### Goal a
Using the race account, decide whether each statement agrees with it: (i) the race covers 20 miles; (ii) a strong breeze blows on race day; (iii) a gap at Straightsmouth Island marks the halfway point. For each, answer yes or no and quote the deciding words.

BEGIN Source

It's race day morning, early. Adrenaline and nerves lace the pre-race banter as we slide our dew-damp boats into the water.
My class (the "touring" class, as defined by Blackburn rules with length and beam restrictions) has really grown and there is a starting line length of C1X’s this year. Still, its not hard to find a spot for clear oars. Since it’s a 20-mile race, people don’t get overly psycho about toeing the line and fighting for position...except for me, because I want to get a jump right at the gun and lead from the first stroke. It's just something I’m working on – mastering an aggressive sprinter mentality as I prepare for the World Championships. Sure, it could blow me up later, but I’m fine with that.
Today is sunny, not overly warm, and still. No breeze.
At the gun, I blast off, find my lead. The race starts in the Annisquam River, so it’s classic river racing to get this going – turns, shoals, channels, bridges, advantageous lines. At least the tide is going out, pushing us along.
Some of the positions are starting to flush out. Rich Klajnscek hangs with me. He’s an unknown factor. This is his first time in a C1X, but he’s won the racing class (unlimited boats, i.e., no length/beam/weight restrictions) countless times and is used to being in front from start to finish. Ok, I bring up the pace, a little more squeeze into the finish, sending the boat a little quicker. James Dietz is with Rich, looking strong as always.
I cut the last turn out of the river a bit too close. Not through any maverick corner- cutting tactics - it's just that the shoal extended way further out than expected. Dragging through shallow water, all of my speed vanishes. My lead gets slashed with every stroke, but I angle back into deeper water and step on it.
Into the ocean, the flat, flat ocean.
There’s not even much boat traffic, so I can’t utilize my favorite “cheat” and surf powerboat wakes. Looks like there's a bit of negotiating going on for second and third...which makes them both go faster and drives them back up to me. Gotta go, I build more speed.
I hit the northern stretch going too fast. I should settle. This is a bit too amped for this lengthy course. Find a longer, more efficient stroke for the distance. Hang. I have clear water now, at least a few minutes of a lead. Settle.
I squeeze through the gap at Straightsmouth Island that marks the half-way point feeling good. 10 miles clicked away, on pace for my targeted sub-three hour race.
I’m greedy for more of a lead. Curious to flirt with a lean too far over the edge. Push a little more pressure onto those feet, into those oars.

END Source
BEGIN Data supplied

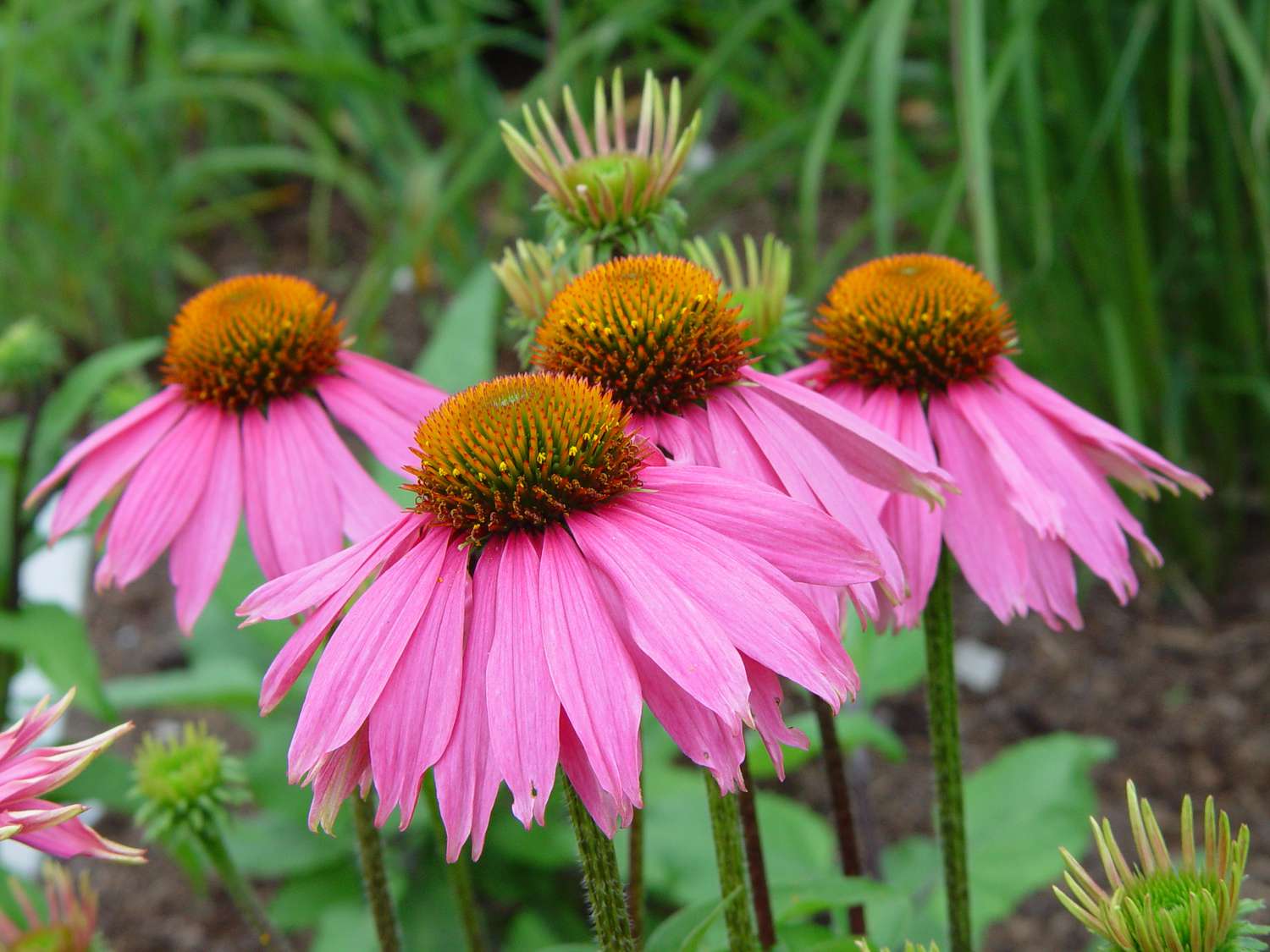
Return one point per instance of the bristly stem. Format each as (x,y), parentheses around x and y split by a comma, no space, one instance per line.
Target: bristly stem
(726,824)
(947,751)
(375,878)
(605,890)
(635,878)
(460,873)
(240,890)
(754,861)
(843,817)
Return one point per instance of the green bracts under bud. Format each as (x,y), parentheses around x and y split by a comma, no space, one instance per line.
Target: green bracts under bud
(1155,905)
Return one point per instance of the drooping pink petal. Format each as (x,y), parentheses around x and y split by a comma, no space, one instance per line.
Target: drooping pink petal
(302,504)
(389,434)
(1039,507)
(337,776)
(798,538)
(73,837)
(409,395)
(681,636)
(203,543)
(132,419)
(414,716)
(766,698)
(162,494)
(764,614)
(592,674)
(365,508)
(302,589)
(467,779)
(111,461)
(1140,466)
(869,454)
(256,482)
(982,531)
(363,650)
(523,708)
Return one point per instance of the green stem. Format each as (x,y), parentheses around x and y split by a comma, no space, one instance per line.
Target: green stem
(947,751)
(726,824)
(240,890)
(461,883)
(375,876)
(605,890)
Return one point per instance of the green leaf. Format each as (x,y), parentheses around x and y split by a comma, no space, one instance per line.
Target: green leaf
(56,641)
(228,682)
(461,350)
(686,929)
(71,400)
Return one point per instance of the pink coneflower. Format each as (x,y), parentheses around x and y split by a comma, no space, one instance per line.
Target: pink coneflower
(551,579)
(27,776)
(68,923)
(919,329)
(256,370)
(657,333)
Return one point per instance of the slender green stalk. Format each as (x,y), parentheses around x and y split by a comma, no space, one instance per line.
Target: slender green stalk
(375,878)
(726,824)
(635,878)
(947,751)
(605,890)
(843,819)
(240,890)
(460,875)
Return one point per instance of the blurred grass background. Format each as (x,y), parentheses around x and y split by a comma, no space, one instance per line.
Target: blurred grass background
(1109,162)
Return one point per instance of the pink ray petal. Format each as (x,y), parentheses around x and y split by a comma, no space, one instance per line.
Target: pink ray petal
(203,543)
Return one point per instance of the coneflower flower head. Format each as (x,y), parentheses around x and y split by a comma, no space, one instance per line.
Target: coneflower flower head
(607,184)
(759,284)
(185,784)
(1155,905)
(254,372)
(66,926)
(662,335)
(919,345)
(27,774)
(533,274)
(553,578)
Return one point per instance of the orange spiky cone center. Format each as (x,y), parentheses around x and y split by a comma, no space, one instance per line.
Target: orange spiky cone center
(912,322)
(654,330)
(521,454)
(248,339)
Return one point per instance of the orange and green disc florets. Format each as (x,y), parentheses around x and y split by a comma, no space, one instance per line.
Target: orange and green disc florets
(248,339)
(520,454)
(914,322)
(654,330)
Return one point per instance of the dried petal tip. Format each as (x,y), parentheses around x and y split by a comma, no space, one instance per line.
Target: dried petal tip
(759,284)
(914,322)
(1157,906)
(248,339)
(605,180)
(69,919)
(185,784)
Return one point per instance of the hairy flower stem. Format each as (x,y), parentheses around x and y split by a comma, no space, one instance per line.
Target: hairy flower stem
(726,824)
(754,861)
(375,878)
(460,873)
(843,819)
(605,890)
(947,751)
(240,890)
(635,878)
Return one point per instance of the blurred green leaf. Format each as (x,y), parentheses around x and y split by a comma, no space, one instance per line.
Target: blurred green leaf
(71,400)
(56,641)
(461,350)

END Data supplied

### Goal b
In the rows, change every "hairy" to "fuzzy" from the line containing "Return one point per instance of the dried" through the end of the rows, inclusive. Return only those lines, with nothing else changed.

### Answer a
(i) Yes: "Since it’s a 20-mile race"
(ii) No: "Today is sunny, not overly warm, and still. No breeze."
(iii) Yes: "I squeeze through the gap at Straightsmouth Island that marks the half-way point"

### Answer b
Return one point per instance of the dried petal tip. Format each as (x,y), parentheses around x and y split by a comma, no space, one instance per line.
Target: dried petal tip
(759,284)
(914,322)
(1157,906)
(248,339)
(605,180)
(69,919)
(185,784)
Return one point per instance of the fuzzy flower stem. Format each as (x,y), parentheses around x and y split by a comma, no space, one instance per line.
Target: fuzzy flower stem
(726,824)
(754,861)
(375,878)
(460,873)
(843,819)
(605,890)
(947,751)
(240,890)
(635,878)
Return one point per instance of the blurred green leaf. Format each as (x,y), parentheses around x and y split by a comma, no space, one instance per line.
Target: blurred green leaf
(71,400)
(56,641)
(461,350)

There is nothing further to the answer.